SOURCE MATERIAL:
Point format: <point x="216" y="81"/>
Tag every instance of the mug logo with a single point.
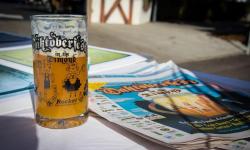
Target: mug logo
<point x="47" y="43"/>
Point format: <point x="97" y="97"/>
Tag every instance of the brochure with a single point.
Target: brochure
<point x="172" y="106"/>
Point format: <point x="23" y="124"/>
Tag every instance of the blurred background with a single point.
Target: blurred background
<point x="211" y="36"/>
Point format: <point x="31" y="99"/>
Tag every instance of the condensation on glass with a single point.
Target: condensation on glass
<point x="60" y="53"/>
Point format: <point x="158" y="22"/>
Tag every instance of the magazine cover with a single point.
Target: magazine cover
<point x="172" y="106"/>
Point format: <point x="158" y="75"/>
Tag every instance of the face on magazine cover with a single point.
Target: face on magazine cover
<point x="190" y="104"/>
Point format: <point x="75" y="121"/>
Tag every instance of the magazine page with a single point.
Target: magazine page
<point x="101" y="59"/>
<point x="173" y="106"/>
<point x="13" y="80"/>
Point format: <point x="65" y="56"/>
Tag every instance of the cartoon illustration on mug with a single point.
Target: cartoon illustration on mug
<point x="72" y="82"/>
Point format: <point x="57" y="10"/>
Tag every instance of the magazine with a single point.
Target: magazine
<point x="172" y="106"/>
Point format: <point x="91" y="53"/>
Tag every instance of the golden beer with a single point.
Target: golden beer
<point x="60" y="77"/>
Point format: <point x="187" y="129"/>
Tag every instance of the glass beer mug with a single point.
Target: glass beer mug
<point x="60" y="52"/>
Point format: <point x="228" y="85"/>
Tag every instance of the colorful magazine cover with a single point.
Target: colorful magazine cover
<point x="172" y="106"/>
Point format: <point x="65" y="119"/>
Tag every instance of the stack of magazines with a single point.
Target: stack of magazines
<point x="161" y="102"/>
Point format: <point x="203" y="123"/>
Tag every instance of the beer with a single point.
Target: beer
<point x="60" y="74"/>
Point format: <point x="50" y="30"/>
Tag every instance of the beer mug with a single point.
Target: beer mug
<point x="60" y="50"/>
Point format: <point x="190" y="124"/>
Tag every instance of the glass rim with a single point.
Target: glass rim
<point x="57" y="17"/>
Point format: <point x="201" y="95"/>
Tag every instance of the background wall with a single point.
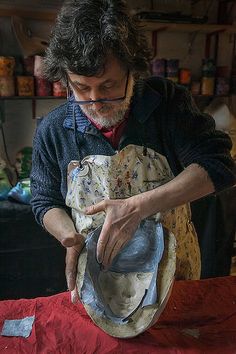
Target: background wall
<point x="19" y="126"/>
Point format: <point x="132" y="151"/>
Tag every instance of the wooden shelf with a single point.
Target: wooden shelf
<point x="186" y="27"/>
<point x="150" y="25"/>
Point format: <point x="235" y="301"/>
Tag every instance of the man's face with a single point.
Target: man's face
<point x="113" y="83"/>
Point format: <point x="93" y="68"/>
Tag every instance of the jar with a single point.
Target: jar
<point x="7" y="66"/>
<point x="208" y="86"/>
<point x="7" y="86"/>
<point x="25" y="85"/>
<point x="43" y="87"/>
<point x="185" y="76"/>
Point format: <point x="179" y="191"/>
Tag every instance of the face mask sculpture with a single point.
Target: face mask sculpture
<point x="128" y="297"/>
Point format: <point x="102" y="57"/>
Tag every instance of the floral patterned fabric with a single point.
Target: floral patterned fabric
<point x="131" y="171"/>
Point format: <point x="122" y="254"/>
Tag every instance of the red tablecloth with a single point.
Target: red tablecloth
<point x="200" y="317"/>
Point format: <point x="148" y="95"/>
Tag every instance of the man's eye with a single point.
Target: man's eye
<point x="84" y="89"/>
<point x="108" y="87"/>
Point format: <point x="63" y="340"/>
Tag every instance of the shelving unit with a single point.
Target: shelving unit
<point x="186" y="27"/>
<point x="33" y="100"/>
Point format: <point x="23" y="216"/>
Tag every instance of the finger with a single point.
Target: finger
<point x="102" y="244"/>
<point x="73" y="240"/>
<point x="74" y="295"/>
<point x="71" y="267"/>
<point x="93" y="209"/>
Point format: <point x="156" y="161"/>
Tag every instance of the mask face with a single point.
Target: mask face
<point x="122" y="297"/>
<point x="123" y="293"/>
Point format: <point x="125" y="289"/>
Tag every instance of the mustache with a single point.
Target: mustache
<point x="103" y="109"/>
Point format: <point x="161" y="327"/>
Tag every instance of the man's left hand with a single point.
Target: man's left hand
<point x="121" y="222"/>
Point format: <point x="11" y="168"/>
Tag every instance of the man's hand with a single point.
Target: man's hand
<point x="74" y="247"/>
<point x="121" y="222"/>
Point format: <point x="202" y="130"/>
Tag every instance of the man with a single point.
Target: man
<point x="97" y="50"/>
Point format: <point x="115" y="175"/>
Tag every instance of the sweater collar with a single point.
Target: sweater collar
<point x="144" y="102"/>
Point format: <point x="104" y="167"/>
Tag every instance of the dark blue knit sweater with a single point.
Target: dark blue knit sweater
<point x="163" y="117"/>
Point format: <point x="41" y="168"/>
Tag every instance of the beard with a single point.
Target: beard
<point x="117" y="110"/>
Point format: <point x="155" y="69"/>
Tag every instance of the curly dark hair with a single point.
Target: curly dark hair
<point x="86" y="32"/>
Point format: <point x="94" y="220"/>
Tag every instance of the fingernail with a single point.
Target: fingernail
<point x="73" y="298"/>
<point x="103" y="268"/>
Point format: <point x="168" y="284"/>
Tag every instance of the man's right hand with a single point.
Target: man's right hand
<point x="74" y="247"/>
<point x="58" y="223"/>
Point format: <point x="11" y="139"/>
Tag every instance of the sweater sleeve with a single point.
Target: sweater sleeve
<point x="45" y="179"/>
<point x="197" y="141"/>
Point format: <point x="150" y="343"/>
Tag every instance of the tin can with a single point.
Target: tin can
<point x="174" y="79"/>
<point x="208" y="86"/>
<point x="222" y="71"/>
<point x="172" y="67"/>
<point x="195" y="88"/>
<point x="25" y="85"/>
<point x="208" y="68"/>
<point x="7" y="86"/>
<point x="185" y="76"/>
<point x="222" y="86"/>
<point x="7" y="66"/>
<point x="159" y="67"/>
<point x="38" y="66"/>
<point x="58" y="89"/>
<point x="43" y="87"/>
<point x="29" y="65"/>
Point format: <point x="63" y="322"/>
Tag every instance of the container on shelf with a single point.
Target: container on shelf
<point x="158" y="67"/>
<point x="43" y="87"/>
<point x="172" y="67"/>
<point x="185" y="76"/>
<point x="38" y="66"/>
<point x="195" y="87"/>
<point x="208" y="77"/>
<point x="222" y="71"/>
<point x="58" y="89"/>
<point x="7" y="86"/>
<point x="25" y="85"/>
<point x="208" y="68"/>
<point x="7" y="66"/>
<point x="208" y="86"/>
<point x="29" y="65"/>
<point x="222" y="86"/>
<point x="175" y="79"/>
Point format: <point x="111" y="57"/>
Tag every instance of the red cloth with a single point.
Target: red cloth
<point x="200" y="317"/>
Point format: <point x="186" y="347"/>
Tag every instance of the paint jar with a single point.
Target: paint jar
<point x="195" y="88"/>
<point x="58" y="89"/>
<point x="174" y="79"/>
<point x="208" y="86"/>
<point x="185" y="77"/>
<point x="222" y="71"/>
<point x="38" y="66"/>
<point x="7" y="86"/>
<point x="7" y="66"/>
<point x="159" y="67"/>
<point x="208" y="68"/>
<point x="25" y="85"/>
<point x="222" y="86"/>
<point x="42" y="87"/>
<point x="29" y="65"/>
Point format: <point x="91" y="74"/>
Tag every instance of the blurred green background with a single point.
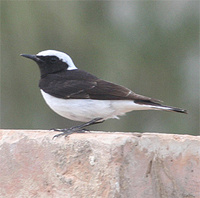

PROBLEM DETAILS: From the material above, copy out each line that contains the string "dark", matching case exactly.

ANSWER TO THIS PROBLEM:
Tag every instance of the dark blue knit sweater with a single point.
Target: dark blue knit sweater
Tag every instance of the curly dark hair with a single point.
Target: curly dark hair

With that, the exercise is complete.